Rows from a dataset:
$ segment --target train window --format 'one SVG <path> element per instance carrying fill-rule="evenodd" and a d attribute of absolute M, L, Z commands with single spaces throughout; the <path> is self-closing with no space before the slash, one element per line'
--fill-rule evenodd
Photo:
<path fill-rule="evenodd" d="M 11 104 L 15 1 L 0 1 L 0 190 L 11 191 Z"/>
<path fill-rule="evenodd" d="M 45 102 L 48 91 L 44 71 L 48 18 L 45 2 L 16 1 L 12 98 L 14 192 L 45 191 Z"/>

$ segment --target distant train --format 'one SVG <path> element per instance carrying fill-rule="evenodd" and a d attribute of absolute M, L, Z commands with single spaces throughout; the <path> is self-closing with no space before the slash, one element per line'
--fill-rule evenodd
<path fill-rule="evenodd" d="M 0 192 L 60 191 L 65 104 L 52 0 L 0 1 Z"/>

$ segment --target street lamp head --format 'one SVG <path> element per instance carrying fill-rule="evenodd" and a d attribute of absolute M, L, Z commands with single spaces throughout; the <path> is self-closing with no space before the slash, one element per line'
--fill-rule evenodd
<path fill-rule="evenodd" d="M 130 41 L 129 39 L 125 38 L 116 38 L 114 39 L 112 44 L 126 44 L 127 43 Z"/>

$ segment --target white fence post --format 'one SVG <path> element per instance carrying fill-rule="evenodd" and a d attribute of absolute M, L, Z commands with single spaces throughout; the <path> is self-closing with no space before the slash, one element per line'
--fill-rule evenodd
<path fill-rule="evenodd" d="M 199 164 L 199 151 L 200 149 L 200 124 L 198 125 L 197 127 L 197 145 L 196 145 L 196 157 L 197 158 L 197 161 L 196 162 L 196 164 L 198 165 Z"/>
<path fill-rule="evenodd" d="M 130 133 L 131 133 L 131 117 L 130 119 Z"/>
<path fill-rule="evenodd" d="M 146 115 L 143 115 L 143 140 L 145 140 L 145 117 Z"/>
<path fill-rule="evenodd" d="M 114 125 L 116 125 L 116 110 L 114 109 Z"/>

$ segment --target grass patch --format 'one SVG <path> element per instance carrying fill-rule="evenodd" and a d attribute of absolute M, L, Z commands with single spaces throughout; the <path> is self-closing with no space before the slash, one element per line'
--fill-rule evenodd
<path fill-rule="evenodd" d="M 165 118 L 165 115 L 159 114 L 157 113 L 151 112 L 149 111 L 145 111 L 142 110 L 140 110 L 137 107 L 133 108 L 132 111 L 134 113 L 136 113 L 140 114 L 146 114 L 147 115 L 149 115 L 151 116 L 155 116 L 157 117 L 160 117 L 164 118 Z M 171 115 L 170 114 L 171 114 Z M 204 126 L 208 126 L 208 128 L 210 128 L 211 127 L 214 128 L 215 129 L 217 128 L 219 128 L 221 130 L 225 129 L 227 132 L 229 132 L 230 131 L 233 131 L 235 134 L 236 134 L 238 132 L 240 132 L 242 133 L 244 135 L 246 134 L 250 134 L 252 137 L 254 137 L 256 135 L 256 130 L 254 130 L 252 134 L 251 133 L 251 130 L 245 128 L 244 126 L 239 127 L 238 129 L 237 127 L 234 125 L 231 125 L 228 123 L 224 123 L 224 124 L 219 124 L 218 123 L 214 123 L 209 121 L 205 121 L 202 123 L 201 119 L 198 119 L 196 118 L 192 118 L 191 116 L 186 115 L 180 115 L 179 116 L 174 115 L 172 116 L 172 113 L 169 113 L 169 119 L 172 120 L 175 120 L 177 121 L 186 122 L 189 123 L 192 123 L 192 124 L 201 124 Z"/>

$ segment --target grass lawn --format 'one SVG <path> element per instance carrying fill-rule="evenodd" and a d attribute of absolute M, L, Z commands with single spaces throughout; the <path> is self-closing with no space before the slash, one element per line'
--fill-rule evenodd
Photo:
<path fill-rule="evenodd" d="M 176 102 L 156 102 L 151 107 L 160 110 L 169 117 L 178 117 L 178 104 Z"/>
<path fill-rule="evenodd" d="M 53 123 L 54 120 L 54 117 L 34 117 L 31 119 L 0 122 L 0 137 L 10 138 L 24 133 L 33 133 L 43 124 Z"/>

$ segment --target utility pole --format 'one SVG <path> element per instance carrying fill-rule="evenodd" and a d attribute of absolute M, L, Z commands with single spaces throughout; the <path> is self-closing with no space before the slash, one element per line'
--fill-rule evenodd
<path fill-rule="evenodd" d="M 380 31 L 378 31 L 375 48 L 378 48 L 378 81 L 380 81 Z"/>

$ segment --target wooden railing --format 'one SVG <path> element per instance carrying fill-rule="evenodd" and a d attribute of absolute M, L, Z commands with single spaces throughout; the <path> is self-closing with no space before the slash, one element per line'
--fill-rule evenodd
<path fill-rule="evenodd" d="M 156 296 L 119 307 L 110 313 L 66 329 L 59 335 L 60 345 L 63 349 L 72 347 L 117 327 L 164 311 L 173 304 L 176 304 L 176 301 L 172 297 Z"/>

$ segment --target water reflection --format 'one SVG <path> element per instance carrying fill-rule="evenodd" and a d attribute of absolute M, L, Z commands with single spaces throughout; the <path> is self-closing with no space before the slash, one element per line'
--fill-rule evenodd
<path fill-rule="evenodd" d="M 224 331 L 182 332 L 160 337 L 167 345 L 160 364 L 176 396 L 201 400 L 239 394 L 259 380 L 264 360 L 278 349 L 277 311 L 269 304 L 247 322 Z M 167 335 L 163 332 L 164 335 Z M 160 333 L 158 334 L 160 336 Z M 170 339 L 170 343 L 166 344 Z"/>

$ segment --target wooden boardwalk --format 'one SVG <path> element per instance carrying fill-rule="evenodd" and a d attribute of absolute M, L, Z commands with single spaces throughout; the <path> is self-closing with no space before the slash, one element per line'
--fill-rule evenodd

## Work to complete
Write out every one of these lines again, identical to how they appear.

## Response to the task
$ segment --target train window --format 'one SVG <path> element per instance carrying fill-rule="evenodd" and a d attribute of absolute M, L, Z commands with single spaces throughout; the <path> is self-closing with no space before the slash, one element per line'
--fill-rule evenodd
Photo:
<path fill-rule="evenodd" d="M 11 104 L 15 1 L 0 1 L 0 190 L 11 191 Z"/>
<path fill-rule="evenodd" d="M 45 102 L 48 91 L 44 71 L 48 18 L 45 2 L 16 1 L 12 98 L 14 192 L 45 191 Z"/>

$ segment --target distant train --format 'one SVG <path> element per instance carrying fill-rule="evenodd" and a d attribute of absolute M, L, Z commands with single spaces throughout; the <path> is self-closing with no space before the slash, one element per line'
--fill-rule evenodd
<path fill-rule="evenodd" d="M 0 192 L 60 191 L 65 104 L 52 0 L 0 1 Z"/>

$ segment --target street lamp head --format 'one SVG <path> element per instance carrying fill-rule="evenodd" and a d attribute of absolute M, L, Z commands with single spaces throughout; the <path> is self-closing with no space before the slash, one element per line'
--fill-rule evenodd
<path fill-rule="evenodd" d="M 130 41 L 129 39 L 125 38 L 116 38 L 114 39 L 112 44 L 126 44 L 127 43 Z"/>

$ segment --target white fence post --format 'one SVG <path> element per instance carrying fill-rule="evenodd" and a d attribute of absolute M, L, Z commands with single spaces throughout; the <path> is self-closing with no space before the slash, one element per line'
--fill-rule evenodd
<path fill-rule="evenodd" d="M 199 164 L 199 151 L 200 149 L 200 124 L 198 125 L 197 127 L 197 145 L 196 145 L 196 157 L 197 158 L 197 161 L 196 162 L 196 164 L 198 165 Z"/>
<path fill-rule="evenodd" d="M 130 133 L 131 133 L 131 117 L 130 119 Z"/>
<path fill-rule="evenodd" d="M 146 115 L 143 115 L 143 140 L 145 140 L 145 117 Z"/>
<path fill-rule="evenodd" d="M 114 125 L 116 125 L 116 110 L 114 109 Z"/>

$ segment --target grass patch --format 'one SVG <path> element per instance carrying fill-rule="evenodd" and a d attribute of absolute M, L, Z commands with single spaces throughout; the <path> is self-closing with no space before the slash, one element per line'
--fill-rule evenodd
<path fill-rule="evenodd" d="M 165 118 L 165 115 L 159 114 L 157 113 L 151 112 L 149 111 L 145 111 L 142 110 L 140 110 L 137 107 L 133 108 L 132 111 L 134 113 L 136 113 L 140 114 L 146 114 L 147 115 L 149 115 L 151 116 L 155 116 L 157 117 L 160 117 L 164 118 Z M 171 115 L 170 114 L 171 114 Z M 204 126 L 208 126 L 208 128 L 210 128 L 211 127 L 214 128 L 215 129 L 217 128 L 219 128 L 221 130 L 225 129 L 227 132 L 229 132 L 230 131 L 233 131 L 235 134 L 236 134 L 238 132 L 240 132 L 242 133 L 244 135 L 246 134 L 250 134 L 252 137 L 254 137 L 256 135 L 256 130 L 254 130 L 252 134 L 251 133 L 251 130 L 245 128 L 244 126 L 239 127 L 238 129 L 237 127 L 234 125 L 231 125 L 228 123 L 224 123 L 224 124 L 219 124 L 218 123 L 214 123 L 209 121 L 205 121 L 202 123 L 201 119 L 198 119 L 196 118 L 192 118 L 191 116 L 186 115 L 180 115 L 179 116 L 174 115 L 172 116 L 172 113 L 169 113 L 169 119 L 172 120 L 175 120 L 177 121 L 186 122 L 189 123 L 192 123 L 192 124 L 201 124 Z"/>

$ segment --target grass lawn --format 'one SVG <path> element per instance carrying fill-rule="evenodd" and a d attribute of absolute M, L, Z commands with single spaces throughout; the <path> is self-closing with no space before the slash, one element per line'
--fill-rule evenodd
Photo:
<path fill-rule="evenodd" d="M 176 102 L 156 102 L 151 107 L 160 110 L 169 117 L 178 117 L 178 104 Z"/>
<path fill-rule="evenodd" d="M 53 123 L 54 120 L 54 117 L 34 117 L 31 119 L 0 122 L 0 137 L 10 138 L 24 133 L 33 133 L 43 124 Z"/>

$ segment --target utility pole --format 'one SVG <path> element per instance carrying fill-rule="evenodd" and a d attribute of absolute M, L, Z commands with single spaces throughout; the <path> is self-closing with no space before the slash, one element per line'
--fill-rule evenodd
<path fill-rule="evenodd" d="M 380 31 L 378 31 L 375 48 L 378 48 L 378 81 L 380 81 Z"/>

$ segment --target wooden railing --format 'one SVG <path> element per instance carrying fill-rule="evenodd" and a d attribute of absolute M, L, Z commands with single spaces throughout; the <path> is self-closing with no space before the slash, one element per line'
--fill-rule evenodd
<path fill-rule="evenodd" d="M 156 296 L 119 307 L 110 313 L 66 329 L 59 335 L 60 345 L 63 349 L 72 347 L 117 327 L 164 311 L 173 304 L 176 304 L 176 301 L 172 297 Z"/>

$ segment --target water reflection --format 'one SVG <path> element per instance carrying fill-rule="evenodd" and a d attribute of absolute M, L, Z commands with single spaces throughout; the <path> is self-closing with no space before the slash, one element per line'
--fill-rule evenodd
<path fill-rule="evenodd" d="M 224 331 L 182 332 L 160 337 L 167 345 L 160 364 L 176 396 L 201 400 L 239 394 L 259 380 L 264 360 L 278 349 L 277 311 L 269 304 L 247 322 Z M 167 335 L 163 332 L 164 335 Z M 160 333 L 158 334 L 160 336 Z M 170 339 L 170 343 L 166 344 Z"/>

$ segment --target wooden boardwalk --format 'one SVG <path> element per instance carrying fill-rule="evenodd" and a d attribute of absolute M, L, Z commands with single spaces throughout; the <path> is self-closing with no space before the slash, one element per line'
--fill-rule evenodd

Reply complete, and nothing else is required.